Copy the records below word for word, from the line with "Every instance of the levante" up to and including the line with "x=664, y=712".

Point labeling dataset excerpts –
· · · ·

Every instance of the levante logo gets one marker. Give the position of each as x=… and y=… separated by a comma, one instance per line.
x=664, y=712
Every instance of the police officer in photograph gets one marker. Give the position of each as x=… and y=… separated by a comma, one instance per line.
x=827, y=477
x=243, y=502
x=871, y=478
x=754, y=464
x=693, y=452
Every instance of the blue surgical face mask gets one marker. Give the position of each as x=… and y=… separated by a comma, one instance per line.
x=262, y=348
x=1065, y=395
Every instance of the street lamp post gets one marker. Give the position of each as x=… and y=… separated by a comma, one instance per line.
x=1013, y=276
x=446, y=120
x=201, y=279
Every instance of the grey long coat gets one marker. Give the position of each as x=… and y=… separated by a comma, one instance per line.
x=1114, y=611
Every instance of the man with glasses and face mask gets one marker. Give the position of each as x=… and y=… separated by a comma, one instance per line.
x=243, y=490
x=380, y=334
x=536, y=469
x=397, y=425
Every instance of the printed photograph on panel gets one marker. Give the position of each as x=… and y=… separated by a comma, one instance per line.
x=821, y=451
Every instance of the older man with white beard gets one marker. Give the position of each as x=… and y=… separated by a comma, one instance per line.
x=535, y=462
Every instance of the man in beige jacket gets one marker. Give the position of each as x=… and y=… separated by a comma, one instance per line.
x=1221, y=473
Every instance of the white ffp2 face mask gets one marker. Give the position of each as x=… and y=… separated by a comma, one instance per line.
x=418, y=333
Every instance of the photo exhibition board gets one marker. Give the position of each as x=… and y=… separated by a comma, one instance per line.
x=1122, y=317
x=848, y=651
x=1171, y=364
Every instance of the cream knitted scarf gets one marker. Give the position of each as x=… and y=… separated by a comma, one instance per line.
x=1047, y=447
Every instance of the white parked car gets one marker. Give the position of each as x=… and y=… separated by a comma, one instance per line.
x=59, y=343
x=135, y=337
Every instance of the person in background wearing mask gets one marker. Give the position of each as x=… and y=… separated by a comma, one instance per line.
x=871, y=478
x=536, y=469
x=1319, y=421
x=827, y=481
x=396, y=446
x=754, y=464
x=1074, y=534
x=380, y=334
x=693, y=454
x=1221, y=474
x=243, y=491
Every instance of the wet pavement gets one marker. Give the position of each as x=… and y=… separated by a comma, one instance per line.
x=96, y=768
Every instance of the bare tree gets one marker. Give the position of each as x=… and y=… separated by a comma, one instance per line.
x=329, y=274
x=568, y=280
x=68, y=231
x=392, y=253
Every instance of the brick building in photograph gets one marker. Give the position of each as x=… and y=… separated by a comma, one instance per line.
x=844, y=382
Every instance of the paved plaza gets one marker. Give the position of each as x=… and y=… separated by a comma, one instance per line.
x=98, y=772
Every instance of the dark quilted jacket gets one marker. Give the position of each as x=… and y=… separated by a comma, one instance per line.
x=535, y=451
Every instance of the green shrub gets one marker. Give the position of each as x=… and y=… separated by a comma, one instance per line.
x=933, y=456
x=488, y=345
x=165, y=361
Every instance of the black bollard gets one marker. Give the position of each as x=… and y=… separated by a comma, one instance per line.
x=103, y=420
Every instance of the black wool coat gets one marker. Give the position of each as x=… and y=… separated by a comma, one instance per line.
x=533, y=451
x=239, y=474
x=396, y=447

· · · ·

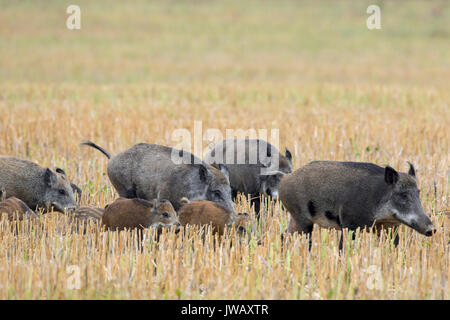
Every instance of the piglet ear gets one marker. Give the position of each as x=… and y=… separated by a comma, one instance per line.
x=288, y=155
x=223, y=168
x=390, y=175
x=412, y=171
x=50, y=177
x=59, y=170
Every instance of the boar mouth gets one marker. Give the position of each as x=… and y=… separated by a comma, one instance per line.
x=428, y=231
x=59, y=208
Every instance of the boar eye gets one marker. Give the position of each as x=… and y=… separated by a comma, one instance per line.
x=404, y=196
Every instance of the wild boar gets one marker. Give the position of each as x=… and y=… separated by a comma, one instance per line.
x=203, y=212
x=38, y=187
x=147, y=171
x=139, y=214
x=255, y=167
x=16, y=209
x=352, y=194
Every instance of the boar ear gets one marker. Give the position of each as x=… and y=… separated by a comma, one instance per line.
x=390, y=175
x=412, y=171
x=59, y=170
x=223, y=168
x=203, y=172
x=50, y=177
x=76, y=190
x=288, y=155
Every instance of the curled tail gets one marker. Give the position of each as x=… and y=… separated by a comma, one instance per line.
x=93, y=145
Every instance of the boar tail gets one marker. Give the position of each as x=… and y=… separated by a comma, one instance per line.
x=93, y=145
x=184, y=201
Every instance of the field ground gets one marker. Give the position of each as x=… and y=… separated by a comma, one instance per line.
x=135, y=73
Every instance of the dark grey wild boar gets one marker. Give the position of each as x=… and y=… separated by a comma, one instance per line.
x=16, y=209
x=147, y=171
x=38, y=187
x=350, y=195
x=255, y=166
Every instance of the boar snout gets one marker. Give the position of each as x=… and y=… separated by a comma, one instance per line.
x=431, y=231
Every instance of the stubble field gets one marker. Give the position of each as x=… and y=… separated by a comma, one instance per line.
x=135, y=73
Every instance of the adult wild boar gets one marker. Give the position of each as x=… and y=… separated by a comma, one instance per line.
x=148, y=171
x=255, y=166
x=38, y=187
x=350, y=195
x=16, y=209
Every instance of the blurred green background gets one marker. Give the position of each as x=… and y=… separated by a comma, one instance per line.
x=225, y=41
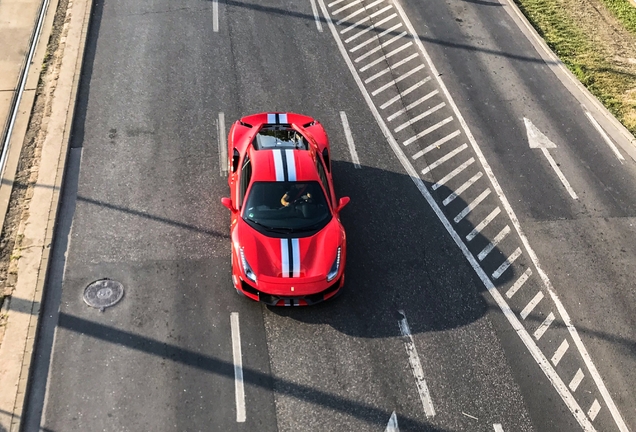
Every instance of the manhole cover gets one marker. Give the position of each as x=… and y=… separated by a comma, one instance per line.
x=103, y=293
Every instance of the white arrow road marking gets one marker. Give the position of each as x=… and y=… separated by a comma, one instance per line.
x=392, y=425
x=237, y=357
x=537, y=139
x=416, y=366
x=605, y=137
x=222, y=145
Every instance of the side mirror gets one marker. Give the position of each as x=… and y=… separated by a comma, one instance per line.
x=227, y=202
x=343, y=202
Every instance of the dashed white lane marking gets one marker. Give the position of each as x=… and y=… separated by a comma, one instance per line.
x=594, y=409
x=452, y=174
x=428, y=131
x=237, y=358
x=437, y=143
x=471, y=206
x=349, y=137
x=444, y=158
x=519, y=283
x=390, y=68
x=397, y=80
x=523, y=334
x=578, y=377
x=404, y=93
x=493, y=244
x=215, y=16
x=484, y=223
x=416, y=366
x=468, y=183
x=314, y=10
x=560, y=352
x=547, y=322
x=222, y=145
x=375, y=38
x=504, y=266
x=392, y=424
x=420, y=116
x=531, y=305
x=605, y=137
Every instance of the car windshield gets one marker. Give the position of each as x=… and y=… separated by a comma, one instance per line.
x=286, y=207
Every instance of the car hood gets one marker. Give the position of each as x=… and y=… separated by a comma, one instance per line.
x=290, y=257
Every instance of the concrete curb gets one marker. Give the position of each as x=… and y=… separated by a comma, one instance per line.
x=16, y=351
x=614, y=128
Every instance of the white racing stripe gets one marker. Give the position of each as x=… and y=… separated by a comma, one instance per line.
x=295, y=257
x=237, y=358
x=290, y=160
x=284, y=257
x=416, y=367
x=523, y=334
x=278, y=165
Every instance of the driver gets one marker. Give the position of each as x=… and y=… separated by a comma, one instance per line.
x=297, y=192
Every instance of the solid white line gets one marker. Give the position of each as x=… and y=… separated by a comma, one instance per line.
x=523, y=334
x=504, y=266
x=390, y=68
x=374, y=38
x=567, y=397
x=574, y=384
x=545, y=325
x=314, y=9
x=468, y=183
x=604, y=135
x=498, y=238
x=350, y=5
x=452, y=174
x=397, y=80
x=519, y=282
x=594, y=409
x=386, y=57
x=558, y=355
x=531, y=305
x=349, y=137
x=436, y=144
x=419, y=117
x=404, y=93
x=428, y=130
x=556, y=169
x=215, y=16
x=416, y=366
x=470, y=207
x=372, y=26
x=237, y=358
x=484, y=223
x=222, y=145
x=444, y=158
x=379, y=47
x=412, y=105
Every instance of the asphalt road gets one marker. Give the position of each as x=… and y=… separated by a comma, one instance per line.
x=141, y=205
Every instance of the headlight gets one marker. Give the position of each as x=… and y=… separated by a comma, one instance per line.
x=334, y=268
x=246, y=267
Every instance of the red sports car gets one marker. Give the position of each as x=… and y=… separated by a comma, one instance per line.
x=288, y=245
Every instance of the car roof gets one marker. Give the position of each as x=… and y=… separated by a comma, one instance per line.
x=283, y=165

· · · ·

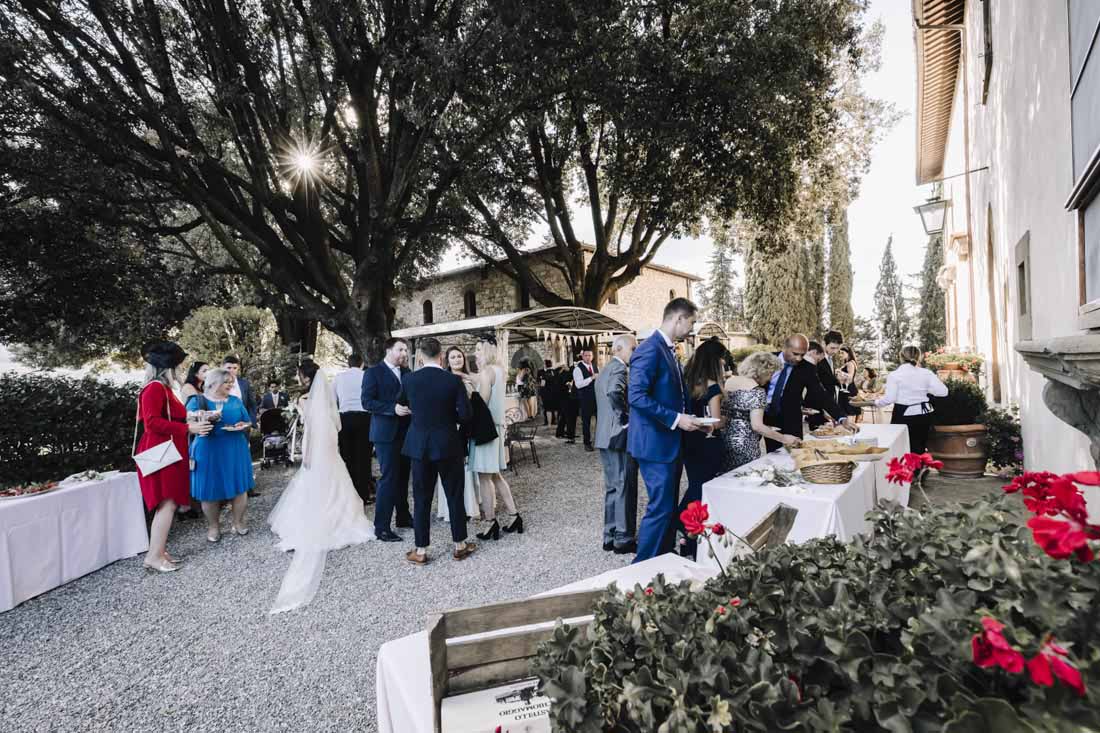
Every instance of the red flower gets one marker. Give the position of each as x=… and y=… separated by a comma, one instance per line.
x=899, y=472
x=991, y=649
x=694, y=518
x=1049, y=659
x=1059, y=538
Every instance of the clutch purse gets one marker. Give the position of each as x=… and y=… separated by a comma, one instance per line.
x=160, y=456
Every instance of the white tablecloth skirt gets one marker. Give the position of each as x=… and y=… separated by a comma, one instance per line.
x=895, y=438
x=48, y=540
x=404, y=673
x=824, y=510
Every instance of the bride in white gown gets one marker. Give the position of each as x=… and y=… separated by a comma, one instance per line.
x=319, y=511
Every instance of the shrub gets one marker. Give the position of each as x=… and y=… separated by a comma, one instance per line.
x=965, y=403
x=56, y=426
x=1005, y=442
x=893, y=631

· · · ·

Response to the task –
Every instance of the levante logo gets one marker. Give the position of each as x=… and y=… separated by a comma, one instance per line.
x=664, y=712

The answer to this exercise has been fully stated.